Format the data below as a numbered list, one line per item, skipping any blank lines.

+++ Source data

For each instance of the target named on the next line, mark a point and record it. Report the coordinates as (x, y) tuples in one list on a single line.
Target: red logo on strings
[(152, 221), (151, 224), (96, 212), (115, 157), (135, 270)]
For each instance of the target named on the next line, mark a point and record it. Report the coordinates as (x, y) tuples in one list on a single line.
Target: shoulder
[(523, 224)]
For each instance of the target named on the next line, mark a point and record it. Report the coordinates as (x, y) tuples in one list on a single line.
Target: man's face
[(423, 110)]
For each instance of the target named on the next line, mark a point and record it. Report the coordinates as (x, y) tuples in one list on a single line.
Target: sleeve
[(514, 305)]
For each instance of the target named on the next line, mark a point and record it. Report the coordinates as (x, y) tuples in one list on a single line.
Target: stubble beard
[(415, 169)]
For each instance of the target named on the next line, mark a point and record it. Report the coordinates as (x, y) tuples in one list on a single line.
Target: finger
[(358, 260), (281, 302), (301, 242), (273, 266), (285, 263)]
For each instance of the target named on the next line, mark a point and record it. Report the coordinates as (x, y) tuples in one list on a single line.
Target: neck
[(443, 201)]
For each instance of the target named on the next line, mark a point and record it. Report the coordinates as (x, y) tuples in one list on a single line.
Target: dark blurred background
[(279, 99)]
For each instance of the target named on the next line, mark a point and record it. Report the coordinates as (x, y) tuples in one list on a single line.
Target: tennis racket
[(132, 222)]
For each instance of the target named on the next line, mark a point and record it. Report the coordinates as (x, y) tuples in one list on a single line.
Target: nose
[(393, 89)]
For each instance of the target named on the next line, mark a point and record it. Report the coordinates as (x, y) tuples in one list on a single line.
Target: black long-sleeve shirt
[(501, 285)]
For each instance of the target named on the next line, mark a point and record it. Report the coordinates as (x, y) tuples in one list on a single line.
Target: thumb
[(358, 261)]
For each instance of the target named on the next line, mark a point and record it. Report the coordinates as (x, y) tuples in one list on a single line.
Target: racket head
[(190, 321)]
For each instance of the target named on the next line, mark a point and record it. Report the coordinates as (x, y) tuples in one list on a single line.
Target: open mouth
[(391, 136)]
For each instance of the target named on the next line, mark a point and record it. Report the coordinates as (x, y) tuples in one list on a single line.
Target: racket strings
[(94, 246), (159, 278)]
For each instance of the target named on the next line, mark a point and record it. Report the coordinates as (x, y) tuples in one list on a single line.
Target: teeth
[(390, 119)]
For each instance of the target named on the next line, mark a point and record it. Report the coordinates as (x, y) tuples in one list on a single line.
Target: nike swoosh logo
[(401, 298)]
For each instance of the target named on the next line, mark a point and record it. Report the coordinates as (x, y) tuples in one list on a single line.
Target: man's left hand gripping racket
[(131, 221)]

++++++

▶ **Exercise output**:
1. For each instance of the target named on the next line, mark a point and record it. Report the coordinates as (x, y) tuples in one list on a single line.
2. Target: red logo on strings
3. [(152, 221), (151, 224), (96, 212), (115, 157), (135, 270)]
4. For each instance of the target named on the next line, mark a point and record it. Report the coordinates as (x, y) tuples in one list on a single line.
5. Target: shoulder
6. [(523, 224)]
7. For each instance of the target named on the next line, mark a point and record it. Report the coordinates as (x, y) tuples in one list on a single line.
8. Target: man's face
9. [(423, 110)]
10. For each instance of the target named on the next line, mark a point and record it. Report the coordinates as (x, y) tuples in one list on a single line.
11. Target: sleeve
12. [(514, 305)]
13. For each instance of the target named on the next line, mark a point and record it. Report the coordinates as (x, y) tuples in one list on a single line.
14. Target: stubble beard
15. [(415, 169)]
16. For each instance of the target named on the next line, mark a point and record it. Report the coordinates as (x, y) tuples in one list on a single line.
17. Target: finger
18. [(358, 260), (281, 302), (301, 242), (273, 266), (285, 263)]
19. For each instance of the target named on the next line, mark a point and record it. Report the coordinates as (x, y) tuples in one list on a single line.
20. Target: neck
21. [(443, 201)]
22. For each instance of the target named on the next line, mark a point and record it. Report the coordinates as (x, y) tuples in one list on a single line.
23. Target: dark blurred background
24. [(279, 99)]
25. For each instance of the target named on the next line, mark a point and record it. Report the coordinates as (x, y) tuples in one list on a single line.
26. Target: tennis racket
27. [(132, 222)]
28. For each instance of the target named on the next line, mark a point and record it. Report the coordinates as (x, y) tuples in one list on a single line.
29. Target: nose
30. [(393, 89)]
31. For each instance of the target named on the next line, mark a point and record it. Report the coordinates as (x, y) tuples in one list on a single line.
32. Target: black long-sleeve shirt
33. [(501, 285)]
34. For each instance of the target named on the next line, mark a point and record it. Report the coordinates as (x, y) tuples in one list on a single line.
35. Target: thumb
36. [(358, 261)]
37. For each instance of the target named on the next line, mark a point and record it. Report the coordinates as (x, y) tuples in one list on a single line.
38. Target: racket head
39. [(190, 321)]
40. For each instance of the target named on the next line, mark a point and record it. Report the coordinates as (x, y) tuples in one list on a single line.
41. Target: open mouth
42. [(391, 136)]
43. For each instance of the target named on the next line, mark a point and record it. Report the coordinates as (x, y) tuples in one list on a single line.
44. Target: racket strings
45. [(94, 246), (159, 278)]
46. For each instance of the target named on the next line, mark a point and record it. Report the coordinates as (x, y) tuples in one list on a single line.
47. Target: teeth
48. [(390, 119)]
49. For each instance of the target named on the next line, mark a point and record it. Report the coordinates as (x, y) tuples in one list on a single line.
50. Target: nike swoosh logo
51. [(401, 298)]
52. For each instance of the target named on the next line, mark a point and record it. Report the coordinates as (x, y) tuples in one list on a single line.
53. Target: man's left hand gripping racket
54. [(131, 221)]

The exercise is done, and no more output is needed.